== Exercise description ==
Please quote the lines below word for word, leaving out the pictures.

== Data for processing ==
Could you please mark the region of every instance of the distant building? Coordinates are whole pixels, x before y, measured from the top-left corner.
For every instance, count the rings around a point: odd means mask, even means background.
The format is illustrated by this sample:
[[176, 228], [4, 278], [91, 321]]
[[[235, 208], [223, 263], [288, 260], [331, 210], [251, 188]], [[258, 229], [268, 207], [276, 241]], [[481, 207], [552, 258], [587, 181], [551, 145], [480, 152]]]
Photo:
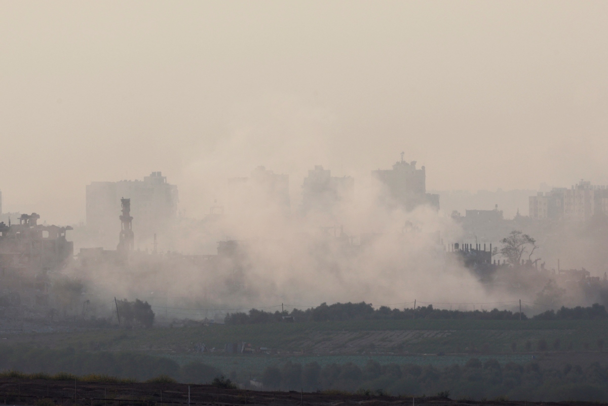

== Solution to the exercise ==
Could you please mark the region of every instance of the distant building? Coordinates are whole pixels, x before y, measured from the top-left corner.
For every instance, count the rings around a point: odd means mask, even means background.
The format is illustrated by this sample:
[[176, 228], [4, 278], [91, 321]]
[[[235, 208], [223, 263], [288, 260], [331, 210], [251, 188]], [[258, 229], [268, 207], [276, 241]], [[481, 207], [552, 258], [587, 181], [551, 145], [480, 152]]]
Photo:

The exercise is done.